### SHORT TASK
Count the lines below that contain the word "auto", and reply with that number alone.

### DATASET
· · · · ·

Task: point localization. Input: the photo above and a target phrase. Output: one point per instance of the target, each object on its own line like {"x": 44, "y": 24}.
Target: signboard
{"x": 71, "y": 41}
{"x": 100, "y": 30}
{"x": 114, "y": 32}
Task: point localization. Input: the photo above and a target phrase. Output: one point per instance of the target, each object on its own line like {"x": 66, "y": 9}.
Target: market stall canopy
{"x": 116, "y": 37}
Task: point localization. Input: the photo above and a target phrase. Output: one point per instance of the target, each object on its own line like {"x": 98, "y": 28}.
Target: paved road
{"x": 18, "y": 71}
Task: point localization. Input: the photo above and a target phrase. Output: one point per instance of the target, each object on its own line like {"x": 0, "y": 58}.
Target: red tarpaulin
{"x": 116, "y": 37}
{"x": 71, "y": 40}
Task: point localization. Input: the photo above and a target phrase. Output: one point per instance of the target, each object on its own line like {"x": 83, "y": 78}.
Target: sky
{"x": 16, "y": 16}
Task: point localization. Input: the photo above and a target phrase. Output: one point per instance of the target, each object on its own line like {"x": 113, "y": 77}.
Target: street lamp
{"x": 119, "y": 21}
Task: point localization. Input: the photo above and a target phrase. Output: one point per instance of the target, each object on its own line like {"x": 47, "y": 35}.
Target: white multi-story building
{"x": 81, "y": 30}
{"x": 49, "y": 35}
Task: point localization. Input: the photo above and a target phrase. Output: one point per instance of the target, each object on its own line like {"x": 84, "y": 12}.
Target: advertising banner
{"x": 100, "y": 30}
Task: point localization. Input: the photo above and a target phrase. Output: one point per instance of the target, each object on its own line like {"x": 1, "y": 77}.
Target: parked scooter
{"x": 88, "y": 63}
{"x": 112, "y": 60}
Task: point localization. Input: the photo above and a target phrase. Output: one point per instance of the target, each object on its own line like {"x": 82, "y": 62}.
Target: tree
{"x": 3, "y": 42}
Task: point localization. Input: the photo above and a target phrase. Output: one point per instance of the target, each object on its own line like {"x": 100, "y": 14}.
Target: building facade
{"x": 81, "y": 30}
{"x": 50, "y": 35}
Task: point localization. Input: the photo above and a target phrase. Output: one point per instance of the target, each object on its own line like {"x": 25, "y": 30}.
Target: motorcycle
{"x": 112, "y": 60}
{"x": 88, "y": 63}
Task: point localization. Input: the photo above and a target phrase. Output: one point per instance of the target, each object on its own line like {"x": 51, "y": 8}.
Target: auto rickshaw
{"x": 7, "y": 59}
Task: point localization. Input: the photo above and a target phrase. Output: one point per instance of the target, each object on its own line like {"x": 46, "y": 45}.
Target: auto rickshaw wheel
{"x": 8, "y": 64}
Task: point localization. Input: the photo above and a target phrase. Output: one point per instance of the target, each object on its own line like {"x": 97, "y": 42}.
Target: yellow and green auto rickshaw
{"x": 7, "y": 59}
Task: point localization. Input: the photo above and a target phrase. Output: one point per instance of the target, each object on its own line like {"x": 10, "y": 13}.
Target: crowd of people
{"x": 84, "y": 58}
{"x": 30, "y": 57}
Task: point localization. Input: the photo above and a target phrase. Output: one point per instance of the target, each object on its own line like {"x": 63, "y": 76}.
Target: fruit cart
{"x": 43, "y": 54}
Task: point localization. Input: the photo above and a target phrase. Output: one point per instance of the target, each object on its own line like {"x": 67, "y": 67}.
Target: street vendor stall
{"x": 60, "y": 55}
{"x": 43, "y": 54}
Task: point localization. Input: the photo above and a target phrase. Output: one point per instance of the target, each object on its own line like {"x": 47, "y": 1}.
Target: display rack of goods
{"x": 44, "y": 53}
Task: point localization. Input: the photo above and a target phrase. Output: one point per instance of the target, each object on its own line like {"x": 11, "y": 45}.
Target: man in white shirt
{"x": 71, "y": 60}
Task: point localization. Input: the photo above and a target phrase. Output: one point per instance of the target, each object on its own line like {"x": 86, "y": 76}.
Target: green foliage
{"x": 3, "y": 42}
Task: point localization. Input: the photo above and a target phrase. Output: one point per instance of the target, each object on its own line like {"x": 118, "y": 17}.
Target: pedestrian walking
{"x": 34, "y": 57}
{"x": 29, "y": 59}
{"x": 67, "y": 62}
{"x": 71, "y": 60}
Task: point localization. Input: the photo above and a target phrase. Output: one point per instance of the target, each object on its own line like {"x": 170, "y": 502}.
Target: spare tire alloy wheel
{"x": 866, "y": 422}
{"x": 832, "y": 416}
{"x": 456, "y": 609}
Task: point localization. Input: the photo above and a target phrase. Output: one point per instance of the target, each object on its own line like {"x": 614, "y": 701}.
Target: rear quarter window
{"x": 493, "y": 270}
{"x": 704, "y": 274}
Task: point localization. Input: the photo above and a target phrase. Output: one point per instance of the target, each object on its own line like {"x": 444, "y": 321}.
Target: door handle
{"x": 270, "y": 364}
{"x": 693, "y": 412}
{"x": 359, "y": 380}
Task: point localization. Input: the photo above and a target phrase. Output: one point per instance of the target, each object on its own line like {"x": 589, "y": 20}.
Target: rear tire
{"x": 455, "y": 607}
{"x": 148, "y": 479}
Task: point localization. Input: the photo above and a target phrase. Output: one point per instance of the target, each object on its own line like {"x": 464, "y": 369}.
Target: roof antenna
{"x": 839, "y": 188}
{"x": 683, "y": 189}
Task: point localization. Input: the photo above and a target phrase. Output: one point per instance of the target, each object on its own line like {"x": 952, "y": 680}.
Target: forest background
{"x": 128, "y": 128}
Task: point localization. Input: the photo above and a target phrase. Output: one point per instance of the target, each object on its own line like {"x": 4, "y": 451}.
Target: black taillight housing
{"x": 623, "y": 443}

· · · · ·

### EXERCISE OUTPUT
3